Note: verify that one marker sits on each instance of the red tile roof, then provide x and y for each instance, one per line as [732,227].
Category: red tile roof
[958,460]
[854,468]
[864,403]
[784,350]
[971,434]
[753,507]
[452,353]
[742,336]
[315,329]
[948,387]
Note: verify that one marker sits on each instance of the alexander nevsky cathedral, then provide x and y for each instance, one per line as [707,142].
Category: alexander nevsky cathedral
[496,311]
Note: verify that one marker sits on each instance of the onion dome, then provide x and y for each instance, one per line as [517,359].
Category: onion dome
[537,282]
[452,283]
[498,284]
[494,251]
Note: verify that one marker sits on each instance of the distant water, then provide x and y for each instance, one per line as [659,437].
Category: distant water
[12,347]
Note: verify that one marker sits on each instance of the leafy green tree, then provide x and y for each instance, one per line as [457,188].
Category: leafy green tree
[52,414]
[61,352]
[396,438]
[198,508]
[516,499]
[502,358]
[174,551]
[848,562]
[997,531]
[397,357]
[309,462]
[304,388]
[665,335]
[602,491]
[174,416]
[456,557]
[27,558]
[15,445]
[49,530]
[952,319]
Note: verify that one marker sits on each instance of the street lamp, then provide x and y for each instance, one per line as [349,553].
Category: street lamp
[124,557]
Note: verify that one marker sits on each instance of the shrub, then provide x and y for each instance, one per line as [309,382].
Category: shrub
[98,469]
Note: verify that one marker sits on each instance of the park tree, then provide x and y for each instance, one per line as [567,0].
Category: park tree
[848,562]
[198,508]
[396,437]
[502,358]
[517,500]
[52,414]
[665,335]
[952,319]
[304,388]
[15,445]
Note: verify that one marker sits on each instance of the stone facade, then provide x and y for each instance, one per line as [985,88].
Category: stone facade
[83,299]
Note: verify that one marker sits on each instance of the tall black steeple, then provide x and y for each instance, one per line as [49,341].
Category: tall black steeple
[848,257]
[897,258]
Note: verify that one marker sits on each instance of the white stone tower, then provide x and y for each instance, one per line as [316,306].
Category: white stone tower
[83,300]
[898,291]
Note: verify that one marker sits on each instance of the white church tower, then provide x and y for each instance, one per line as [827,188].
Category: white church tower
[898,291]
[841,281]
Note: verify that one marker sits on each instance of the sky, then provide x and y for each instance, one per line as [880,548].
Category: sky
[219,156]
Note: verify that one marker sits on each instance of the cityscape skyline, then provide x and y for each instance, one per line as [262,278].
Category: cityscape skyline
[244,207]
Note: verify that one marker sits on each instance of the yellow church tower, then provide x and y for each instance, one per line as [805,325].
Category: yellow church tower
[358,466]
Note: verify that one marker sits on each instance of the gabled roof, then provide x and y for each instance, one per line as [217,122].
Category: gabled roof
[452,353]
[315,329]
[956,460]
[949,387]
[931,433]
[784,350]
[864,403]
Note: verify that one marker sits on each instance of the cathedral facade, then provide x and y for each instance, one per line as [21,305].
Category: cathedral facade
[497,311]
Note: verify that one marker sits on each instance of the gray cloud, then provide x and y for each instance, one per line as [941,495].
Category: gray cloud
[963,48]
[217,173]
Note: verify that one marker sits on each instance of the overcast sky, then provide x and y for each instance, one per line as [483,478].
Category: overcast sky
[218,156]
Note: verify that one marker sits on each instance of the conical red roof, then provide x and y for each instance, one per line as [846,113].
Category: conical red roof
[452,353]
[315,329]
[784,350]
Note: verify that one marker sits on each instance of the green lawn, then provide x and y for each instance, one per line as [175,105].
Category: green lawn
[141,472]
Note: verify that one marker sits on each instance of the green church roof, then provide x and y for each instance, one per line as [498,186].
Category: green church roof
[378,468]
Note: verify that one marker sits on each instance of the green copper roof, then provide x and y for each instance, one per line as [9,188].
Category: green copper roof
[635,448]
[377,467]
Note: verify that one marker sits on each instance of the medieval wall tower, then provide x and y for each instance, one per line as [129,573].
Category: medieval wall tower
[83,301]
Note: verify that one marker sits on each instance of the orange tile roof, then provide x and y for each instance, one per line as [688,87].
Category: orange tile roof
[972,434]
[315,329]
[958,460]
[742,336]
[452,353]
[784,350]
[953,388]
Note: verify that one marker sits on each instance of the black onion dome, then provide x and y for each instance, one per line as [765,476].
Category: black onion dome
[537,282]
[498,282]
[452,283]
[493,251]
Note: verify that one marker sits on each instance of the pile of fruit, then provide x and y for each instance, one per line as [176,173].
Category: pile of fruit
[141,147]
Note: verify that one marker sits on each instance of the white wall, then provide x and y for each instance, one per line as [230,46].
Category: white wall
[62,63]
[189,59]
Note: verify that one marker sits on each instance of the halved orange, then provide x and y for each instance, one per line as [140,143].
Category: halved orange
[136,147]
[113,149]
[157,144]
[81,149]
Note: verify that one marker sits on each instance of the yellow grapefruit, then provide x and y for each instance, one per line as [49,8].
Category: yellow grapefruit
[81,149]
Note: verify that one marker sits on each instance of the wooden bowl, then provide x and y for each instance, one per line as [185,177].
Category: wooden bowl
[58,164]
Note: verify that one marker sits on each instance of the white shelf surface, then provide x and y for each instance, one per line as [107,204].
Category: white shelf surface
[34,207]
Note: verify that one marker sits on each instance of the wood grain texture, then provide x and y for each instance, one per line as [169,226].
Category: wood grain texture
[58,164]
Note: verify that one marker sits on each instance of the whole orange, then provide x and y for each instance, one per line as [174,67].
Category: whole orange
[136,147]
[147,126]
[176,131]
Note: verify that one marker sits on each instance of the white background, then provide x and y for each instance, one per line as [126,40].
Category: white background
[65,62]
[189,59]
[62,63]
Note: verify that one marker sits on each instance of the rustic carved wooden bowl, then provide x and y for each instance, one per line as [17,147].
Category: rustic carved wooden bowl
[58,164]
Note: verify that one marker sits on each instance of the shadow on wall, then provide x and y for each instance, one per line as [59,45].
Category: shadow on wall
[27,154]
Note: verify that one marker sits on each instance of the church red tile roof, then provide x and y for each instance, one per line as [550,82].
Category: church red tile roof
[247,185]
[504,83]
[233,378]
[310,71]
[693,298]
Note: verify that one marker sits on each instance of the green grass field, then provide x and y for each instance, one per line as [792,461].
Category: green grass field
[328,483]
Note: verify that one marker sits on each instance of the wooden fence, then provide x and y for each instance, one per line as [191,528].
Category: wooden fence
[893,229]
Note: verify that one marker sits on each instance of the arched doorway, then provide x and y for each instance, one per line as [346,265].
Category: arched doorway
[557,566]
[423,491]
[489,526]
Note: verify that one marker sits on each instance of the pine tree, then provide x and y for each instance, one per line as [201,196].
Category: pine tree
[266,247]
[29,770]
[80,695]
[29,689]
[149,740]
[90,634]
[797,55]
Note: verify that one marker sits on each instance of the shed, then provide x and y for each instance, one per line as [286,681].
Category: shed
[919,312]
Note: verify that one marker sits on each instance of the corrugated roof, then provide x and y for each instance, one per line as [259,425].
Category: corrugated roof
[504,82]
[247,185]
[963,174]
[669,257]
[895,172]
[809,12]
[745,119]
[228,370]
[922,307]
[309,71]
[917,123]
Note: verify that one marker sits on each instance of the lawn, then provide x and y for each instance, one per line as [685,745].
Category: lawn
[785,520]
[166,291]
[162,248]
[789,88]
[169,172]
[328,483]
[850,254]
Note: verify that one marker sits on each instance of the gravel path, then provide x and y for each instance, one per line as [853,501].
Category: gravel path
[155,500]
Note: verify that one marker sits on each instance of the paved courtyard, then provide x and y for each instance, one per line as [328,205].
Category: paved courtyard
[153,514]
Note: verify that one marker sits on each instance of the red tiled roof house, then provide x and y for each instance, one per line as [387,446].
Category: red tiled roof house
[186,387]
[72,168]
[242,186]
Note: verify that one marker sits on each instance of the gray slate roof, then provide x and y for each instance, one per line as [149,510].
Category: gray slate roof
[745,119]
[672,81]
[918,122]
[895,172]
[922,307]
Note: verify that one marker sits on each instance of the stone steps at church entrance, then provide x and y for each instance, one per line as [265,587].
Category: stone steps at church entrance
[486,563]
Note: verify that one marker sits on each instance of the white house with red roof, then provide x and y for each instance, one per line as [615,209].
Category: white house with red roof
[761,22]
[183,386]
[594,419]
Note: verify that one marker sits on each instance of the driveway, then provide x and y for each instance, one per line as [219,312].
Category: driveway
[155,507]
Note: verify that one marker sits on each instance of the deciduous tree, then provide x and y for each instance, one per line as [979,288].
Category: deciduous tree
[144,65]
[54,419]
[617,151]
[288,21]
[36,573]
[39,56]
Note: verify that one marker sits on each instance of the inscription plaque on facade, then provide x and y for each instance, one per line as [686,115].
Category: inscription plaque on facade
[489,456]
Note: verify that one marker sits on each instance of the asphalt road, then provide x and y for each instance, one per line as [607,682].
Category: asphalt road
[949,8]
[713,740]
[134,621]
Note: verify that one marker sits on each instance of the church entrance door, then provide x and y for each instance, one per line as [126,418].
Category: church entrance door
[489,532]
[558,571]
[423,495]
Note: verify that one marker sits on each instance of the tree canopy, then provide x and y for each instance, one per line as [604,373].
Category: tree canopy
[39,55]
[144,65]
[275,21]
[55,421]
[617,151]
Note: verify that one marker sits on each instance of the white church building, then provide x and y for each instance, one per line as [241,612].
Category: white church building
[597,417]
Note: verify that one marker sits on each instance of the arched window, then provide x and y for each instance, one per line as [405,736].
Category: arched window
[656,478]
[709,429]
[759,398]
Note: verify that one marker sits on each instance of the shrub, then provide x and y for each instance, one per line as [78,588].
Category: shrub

TASK: Restate the final lines of the listing above word for word, beginning at the line that contains "Category: white church building".

SOLUTION:
Category: white church building
[597,417]
Note: verify that one marker sits on each instance of the arched window, then provide x and y for each instance, one per line as [405,736].
Category: arched window
[656,478]
[709,429]
[759,398]
Note: verify that one marker sits on each instance of the shrub, then provide x and y for each instance, one per line as [78,588].
Category: shrub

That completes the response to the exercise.